= Beginning of Section =

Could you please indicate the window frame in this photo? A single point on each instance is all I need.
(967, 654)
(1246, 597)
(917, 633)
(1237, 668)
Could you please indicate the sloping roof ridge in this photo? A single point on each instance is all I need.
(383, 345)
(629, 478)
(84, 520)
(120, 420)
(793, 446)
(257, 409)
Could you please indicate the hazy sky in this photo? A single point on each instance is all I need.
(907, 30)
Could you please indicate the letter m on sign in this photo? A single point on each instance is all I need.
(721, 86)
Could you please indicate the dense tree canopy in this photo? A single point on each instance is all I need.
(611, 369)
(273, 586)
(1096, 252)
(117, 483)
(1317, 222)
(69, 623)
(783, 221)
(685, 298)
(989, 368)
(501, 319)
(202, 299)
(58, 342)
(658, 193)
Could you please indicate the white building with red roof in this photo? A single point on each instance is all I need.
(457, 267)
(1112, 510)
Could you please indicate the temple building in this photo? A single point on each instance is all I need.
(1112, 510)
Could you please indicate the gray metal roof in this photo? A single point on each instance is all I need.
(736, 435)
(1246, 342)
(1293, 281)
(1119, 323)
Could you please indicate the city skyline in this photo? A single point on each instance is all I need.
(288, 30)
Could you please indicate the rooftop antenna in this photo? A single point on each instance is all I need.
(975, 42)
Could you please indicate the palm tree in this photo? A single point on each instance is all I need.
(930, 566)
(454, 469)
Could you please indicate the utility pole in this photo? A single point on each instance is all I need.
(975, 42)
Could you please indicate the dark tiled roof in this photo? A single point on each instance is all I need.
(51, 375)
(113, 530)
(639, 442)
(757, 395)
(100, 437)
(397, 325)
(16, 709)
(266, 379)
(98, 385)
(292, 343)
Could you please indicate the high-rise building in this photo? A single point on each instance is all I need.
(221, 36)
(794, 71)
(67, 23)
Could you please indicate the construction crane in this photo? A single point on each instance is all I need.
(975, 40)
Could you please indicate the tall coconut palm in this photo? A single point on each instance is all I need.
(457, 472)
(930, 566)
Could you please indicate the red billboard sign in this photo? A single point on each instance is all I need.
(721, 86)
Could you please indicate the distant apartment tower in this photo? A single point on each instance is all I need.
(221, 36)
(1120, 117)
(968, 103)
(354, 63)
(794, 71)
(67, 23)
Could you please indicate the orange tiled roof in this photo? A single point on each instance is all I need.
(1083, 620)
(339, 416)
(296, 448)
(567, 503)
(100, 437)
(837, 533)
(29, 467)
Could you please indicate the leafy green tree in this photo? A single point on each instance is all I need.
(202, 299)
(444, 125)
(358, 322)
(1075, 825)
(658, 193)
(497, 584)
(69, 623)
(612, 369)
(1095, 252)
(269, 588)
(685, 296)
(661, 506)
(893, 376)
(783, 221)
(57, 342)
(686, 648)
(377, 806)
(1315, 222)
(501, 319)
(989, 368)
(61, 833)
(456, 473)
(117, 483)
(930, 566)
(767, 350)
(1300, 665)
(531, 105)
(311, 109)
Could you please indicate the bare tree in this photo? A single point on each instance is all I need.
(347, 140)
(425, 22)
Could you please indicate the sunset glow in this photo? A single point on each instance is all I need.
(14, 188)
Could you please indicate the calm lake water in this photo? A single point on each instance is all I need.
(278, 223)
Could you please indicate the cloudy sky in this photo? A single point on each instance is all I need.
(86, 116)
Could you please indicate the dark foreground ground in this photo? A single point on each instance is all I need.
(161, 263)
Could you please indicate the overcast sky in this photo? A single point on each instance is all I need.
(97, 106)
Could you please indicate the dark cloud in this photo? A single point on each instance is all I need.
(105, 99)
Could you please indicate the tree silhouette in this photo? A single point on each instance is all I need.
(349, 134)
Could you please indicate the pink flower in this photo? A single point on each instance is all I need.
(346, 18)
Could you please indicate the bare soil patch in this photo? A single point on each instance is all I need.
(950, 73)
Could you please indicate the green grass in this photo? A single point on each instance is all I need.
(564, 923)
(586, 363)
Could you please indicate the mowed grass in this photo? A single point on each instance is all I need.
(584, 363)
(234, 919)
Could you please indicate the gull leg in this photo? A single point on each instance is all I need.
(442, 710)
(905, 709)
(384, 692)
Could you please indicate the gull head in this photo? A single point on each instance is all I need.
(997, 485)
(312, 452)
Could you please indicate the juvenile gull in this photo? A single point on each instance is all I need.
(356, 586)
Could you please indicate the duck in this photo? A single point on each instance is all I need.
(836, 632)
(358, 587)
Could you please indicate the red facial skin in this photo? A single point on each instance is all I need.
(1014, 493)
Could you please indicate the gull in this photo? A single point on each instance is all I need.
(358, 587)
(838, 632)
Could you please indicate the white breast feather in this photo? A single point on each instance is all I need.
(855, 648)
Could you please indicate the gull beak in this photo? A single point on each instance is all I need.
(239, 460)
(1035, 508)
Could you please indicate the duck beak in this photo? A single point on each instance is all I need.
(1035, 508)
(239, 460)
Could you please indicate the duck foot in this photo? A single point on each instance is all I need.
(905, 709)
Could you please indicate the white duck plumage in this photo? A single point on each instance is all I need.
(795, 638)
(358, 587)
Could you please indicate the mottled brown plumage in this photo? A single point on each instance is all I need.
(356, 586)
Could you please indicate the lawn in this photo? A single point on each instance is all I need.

= End of Section =

### Work instruction:
Each line of the listing must be transcribed precisely as it appears.

### Output of the exercise:
Could you please indicate the window frame in this photo? A single point on each instance is all I need.
(967, 654)
(1246, 597)
(917, 633)
(1237, 668)
Could you please indicate the sloping roof ridge in this photo? A single point on each instance is all I need.
(383, 345)
(629, 478)
(84, 520)
(120, 420)
(793, 446)
(257, 409)
Could you please indicate the hazy sky in this photo? A single point on each instance is all I need.
(907, 30)
Could you please indicate the letter m on sign in this photo? A single point on each instance is all I need.
(721, 86)
Could you please indicate the dense tree canopy in this photo? A single point on each instance is all I need.
(611, 369)
(273, 586)
(1096, 252)
(117, 483)
(1317, 222)
(69, 623)
(783, 221)
(685, 298)
(989, 368)
(501, 319)
(202, 299)
(58, 342)
(658, 193)
Could you please indicate the white building with red roof in this photo? A single point on each instance is all I need.
(457, 267)
(1112, 510)
Could you please indicate the temple building in this photo? A single point on each instance is all I need.
(1112, 510)
Could you please indicate the gray metal roof in this photo? A single point on each instance is all I need.
(736, 435)
(1246, 342)
(1293, 281)
(1119, 323)
Could you please indicate the city skyline in this photo? A single point on each instance is all I need.
(288, 30)
Could you please indicate the rooftop antenna in this photo? A single point on each instance is all I need.
(975, 42)
Could you please indicate the palm tree in this photo? A single point on each instance is all I need.
(930, 566)
(454, 469)
Could you please indicate the utility pole in this photo? A single point on each instance is all I need.
(975, 42)
Could you please indicate the dark tiled roof in this photo? A single point on each instance is all I need.
(51, 375)
(113, 530)
(639, 442)
(757, 395)
(100, 437)
(397, 325)
(16, 709)
(266, 379)
(98, 385)
(292, 343)
Could you please indicate the high-rise building in this photo? A single point on each instance is all I need.
(221, 36)
(794, 71)
(67, 23)
Could you please indicate the construction crane in this photo? A single point on each instance is all I need.
(975, 40)
Could you please indicate the tall coconut palm in this photo? A single point on each instance is all I need.
(457, 472)
(930, 566)
Could you please indicate the red billboard sign in this photo? A single point on each instance is all I need.
(721, 86)
Could you please indicate the distant apartment tower in this photo? A single point on each instance is all I need.
(221, 36)
(1120, 117)
(968, 103)
(354, 63)
(794, 71)
(67, 23)
Could you please indicate the orange tiled roof in this photo? A single point on each instance is all I need.
(1083, 620)
(339, 416)
(296, 448)
(567, 503)
(100, 437)
(837, 533)
(29, 467)
Could you please indicate the leafy green tree in this photo? A single point on each instance is all I need.
(202, 299)
(444, 125)
(358, 322)
(1075, 825)
(658, 193)
(497, 584)
(69, 623)
(612, 369)
(1095, 252)
(269, 588)
(685, 296)
(661, 506)
(893, 376)
(783, 221)
(57, 342)
(686, 648)
(377, 806)
(1315, 222)
(501, 319)
(989, 368)
(61, 833)
(456, 473)
(117, 483)
(930, 566)
(767, 350)
(1300, 665)
(531, 105)
(311, 109)
Could you please indicate the bare tree in this photo? A single point on each instance is all I need.
(347, 140)
(425, 22)
Could you please indicate the sunset glow in this photo? A single point on each instance is all I need.
(14, 188)
Could you please indicate the calm lake water in this photo? A single point on each instance is all I need.
(278, 223)
Could you please indicate the cloudy sky in this photo? A single point on each instance is all I need.
(86, 116)
Could you please indicate the dark foreground ground in this photo? A single point on each instance is all I need.
(161, 263)
Could you please indicate the overcast sky in this photo? A single point on each instance is all I need.
(97, 106)
Could you please indicate the dark cloud in this photo? A single point on each instance is all I need.
(105, 99)
Could you please indicate the tree silhouette in this photo? A single point on each instance is all I need.
(349, 134)
Could you please indicate the pink flower in this photo? A single point on each instance is all I need.
(346, 18)
Could you please indicate the bare soil patch in this photo? A single point on each instance is all I need.
(950, 73)
Could you please indicate the green grass in this photo? A single point on each instance is all I need.
(564, 923)
(586, 363)
Could you please indicate the mowed grass in this photo? A single point on each instance is all I need.
(584, 363)
(234, 919)
Could you please indicate the gull leg in this photo? A single point on each instance is all I need.
(442, 710)
(905, 709)
(384, 692)
Could you please indicate the gull head in this photo? A single point on each instance is all I need.
(997, 485)
(312, 452)
Could you please indicate the juvenile gull in this photo? A single point on each instance is all I need.
(356, 586)
Could you please indicate the duck in this photo? A single point on each instance is all I need.
(836, 632)
(358, 587)
Could you please indicate the red facial skin in this photo? A single point on each instance is all I need.
(1014, 493)
Could you please indicate the gull in this photo? A single point on each instance is all I need.
(358, 587)
(838, 632)
Could you please indicate the white breast feather in this photo? A single point on each instance is all I need.
(855, 648)
Could you please indicate the gull beak in this photo? A single point on each instance is all I need.
(239, 460)
(1035, 508)
Could you please indicate the duck beak in this photo? A single point on each instance is all I need.
(1035, 508)
(239, 460)
Could you please indicate the duck foot in this photo? A single point on each instance is all I need.
(905, 709)
Could you please indicate the white duck plumage in this photo? A single point on each instance is all I need.
(795, 638)
(358, 587)
Could you please indicate the mottled brown plumage in this photo? A single point on each instance is all I need.
(356, 586)
Could you please indicate the lawn in this photo? A single point on each instance is all I need.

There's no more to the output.